**TEKSTFRAGMENT:**
== == ==
Home

Parket bij de Hoge Raad, 07-06-2024, ECLI:NL:PHR:2024:607, 23/03000

Parket bij de Hoge Raad, 07-06-2024, ECLI:NL:PHR:2024:607, 23/03000

Gegevens

Instantie
Parket bij de Hoge Raad
Datum uitspraak
7 juni 2024
Datum publicatie
7 juni 2024
ECLI
ECLI:NL:PHR:2024:607
Formele relaties
Zaaknummer
23/03000

Inhoudsindicatie

Arbeidsrecht. Is werknemer callcenter op grond van Planningsregels verplicht om tien minuten voorafgaand aan dienst aanwezig te zijn en voorbereidende werkzaamheden te verrichten, zodat sprake is van arbeidstijd? Moet de werkgever loon betalen over deze tijd? Hof beantwoordt beide vragen bevestigend. Cassatieklachten spitsen zich toe op begrijpelijkheid van dit oordeel.

Conclusie

PROCUREUR-GENERAAL

BIJ DE

HOGE RAAD DER NEDERLANDEN

Nummer 23/03000

Zitting 7 juni 2024

CONCLUSIE

R.H. de Bock

In de zaak

Teleperformance Netherlands B.V.

advocaat: mr. F.M. Dekker

tegen

[werknemer]
advocaat: mr. M.S. van der Keur

1 Inleiding en samenvatting

Deze zaak gaat over een loonvordering van een werknemer van een callcenter. Partijen twisten over de vraag of de werknemer op grond van de bij de werkgever geldende Planningsregels verplicht is om tien minuten voor aanvang van de ingeroosterde dienst aanwezig te zijn om voorbereidende werkzaamheden te verrichten, en zo ja, of de werkgever over die tien minuten loon verschuldigd is. Het hof heeft beide vragen bevestigend beantwoord. In cassatie komt de werkgever aan de hand van voornamelijk motiveringsklachten op tegen dit oordeel. M.i. kunnen de klachten niet slagen.

2 Feiten

2.1

In cassatie kan van de volgende feiten worden uitgegaan:1

2.2

De werknemer is sinds 26 september 2016 werkzaam bij Teleperformance. Op 26 november 2017 is zijn arbeidsovereenkomst voor bepaalde tijd verlengd en per 26 augustus 2018 is de arbeidsovereenkomst omgezet naar een arbeidsovereenkomst voor onbepaalde tijd. De functie van de werknemer is Contact Center Medewerker (in de gedingstukken en door het hof ook wel Agent genoemd) en zijn laatstelijk verdiende bruto maandsalaris bedraagt € 1.951,-.

2.3

In de door partijen in 2016 getekende arbeidsovereenkomst is voor zover van belang vermeld:

"Artikel 3 Omvang van het dienstverband

De omvang van het dienstverband bedraagt tenminste 24 uur per week en ten hoogste 32 uur per week.
== == ==
**OPDRACHT A:**
Geef de regels uit de gegevens letterlijk weer, van de regel met "Detect church dome." tot en met het einde van de gegevens.
Het tekstfragment en de gegevens hebben niets met elkaar te maken.

**AANGELEVERDE GEGEVENS:**
== == ==
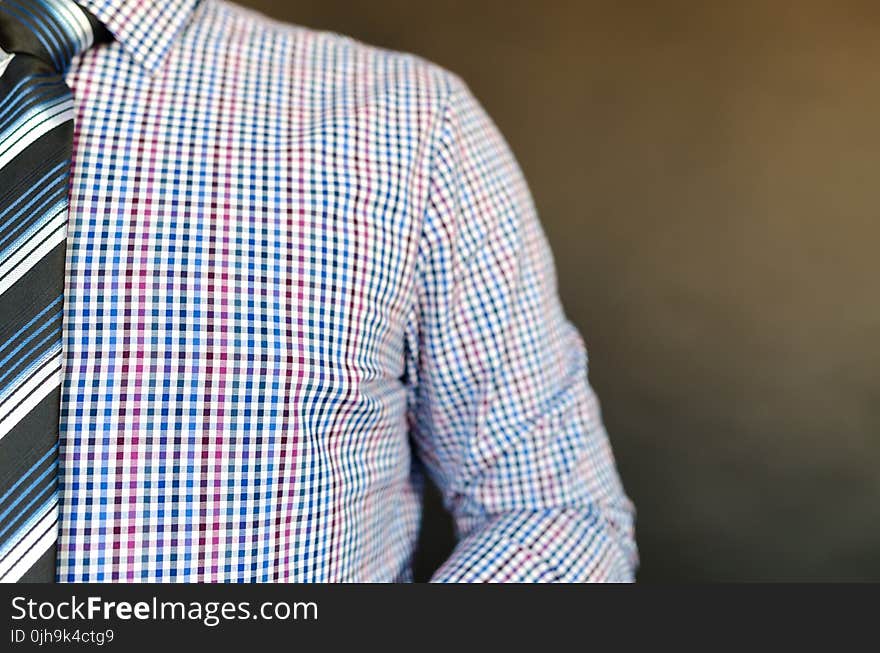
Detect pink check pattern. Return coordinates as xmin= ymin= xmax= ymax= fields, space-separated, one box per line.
xmin=58 ymin=0 xmax=636 ymax=582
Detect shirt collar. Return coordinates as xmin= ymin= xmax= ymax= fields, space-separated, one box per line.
xmin=79 ymin=0 xmax=199 ymax=73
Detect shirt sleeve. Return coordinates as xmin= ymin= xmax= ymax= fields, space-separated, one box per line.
xmin=407 ymin=78 xmax=637 ymax=582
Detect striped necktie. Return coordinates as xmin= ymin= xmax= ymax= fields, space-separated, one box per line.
xmin=0 ymin=0 xmax=105 ymax=582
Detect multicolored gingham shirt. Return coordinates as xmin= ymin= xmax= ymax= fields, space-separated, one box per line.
xmin=58 ymin=0 xmax=636 ymax=582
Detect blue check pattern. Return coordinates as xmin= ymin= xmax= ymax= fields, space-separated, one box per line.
xmin=51 ymin=0 xmax=636 ymax=582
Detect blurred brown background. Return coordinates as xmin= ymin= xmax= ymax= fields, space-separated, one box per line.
xmin=244 ymin=0 xmax=880 ymax=581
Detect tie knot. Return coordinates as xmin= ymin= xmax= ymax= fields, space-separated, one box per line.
xmin=0 ymin=0 xmax=103 ymax=74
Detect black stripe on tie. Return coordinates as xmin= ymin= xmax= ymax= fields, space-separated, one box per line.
xmin=0 ymin=243 xmax=66 ymax=344
xmin=18 ymin=542 xmax=58 ymax=583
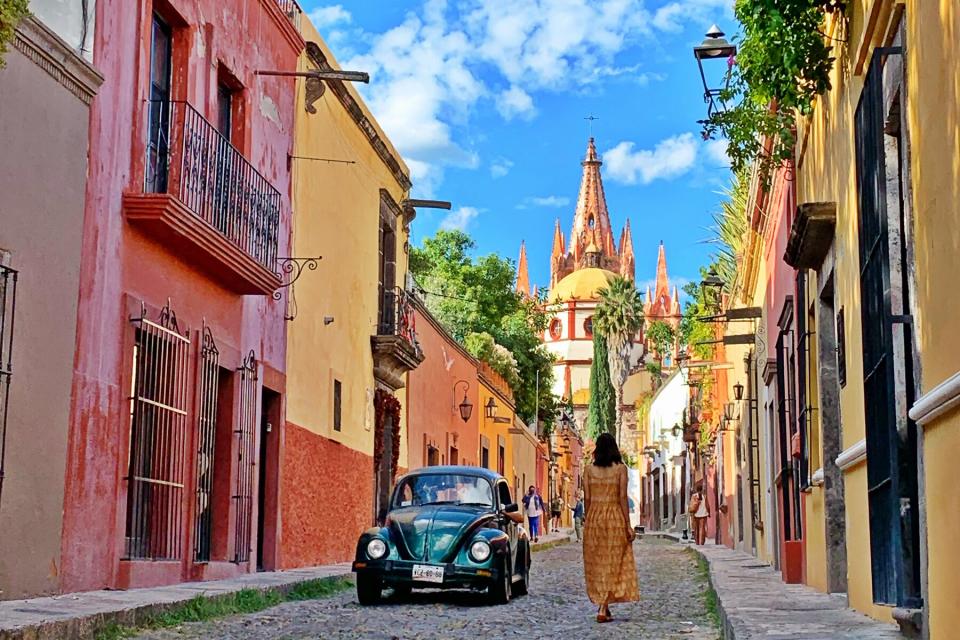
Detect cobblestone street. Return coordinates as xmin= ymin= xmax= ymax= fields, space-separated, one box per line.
xmin=138 ymin=539 xmax=717 ymax=640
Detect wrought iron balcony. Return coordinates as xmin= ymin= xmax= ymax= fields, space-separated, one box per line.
xmin=124 ymin=102 xmax=283 ymax=294
xmin=370 ymin=287 xmax=424 ymax=389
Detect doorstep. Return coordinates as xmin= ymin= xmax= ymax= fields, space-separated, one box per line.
xmin=0 ymin=562 xmax=351 ymax=640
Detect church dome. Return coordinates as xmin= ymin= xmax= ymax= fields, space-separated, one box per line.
xmin=548 ymin=269 xmax=617 ymax=302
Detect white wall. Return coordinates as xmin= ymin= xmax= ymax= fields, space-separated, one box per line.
xmin=30 ymin=0 xmax=96 ymax=62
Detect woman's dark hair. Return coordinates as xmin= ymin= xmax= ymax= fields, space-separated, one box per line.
== == ==
**OPDRACHT B:**
Schrijf uit het tekstfragment letterlijk het stuk uit van "In de door partijen" tot en met "uur per week.".

**ANTWOORD A:**
Detect church dome. Return coordinates as xmin= ymin= xmax= ymax= fields, space-separated, one box per line.
xmin=548 ymin=269 xmax=617 ymax=302
Detect white wall. Return coordinates as xmin= ymin= xmax= ymax= fields, space-separated, one box per line.
xmin=30 ymin=0 xmax=96 ymax=62
Detect woman's dark hair. Return coordinates as xmin= ymin= xmax= ymax= fields, space-separated, one box per line.

**ANTWOORD B:**
In de door partijen in 2016 getekende arbeidsovereenkomst is voor zover van belang vermeld:

"Artikel 3 Omvang van het dienstverband

De omvang van het dienstverband bedraagt tenminste 24 uur per week en ten hoogste 32 uur per week.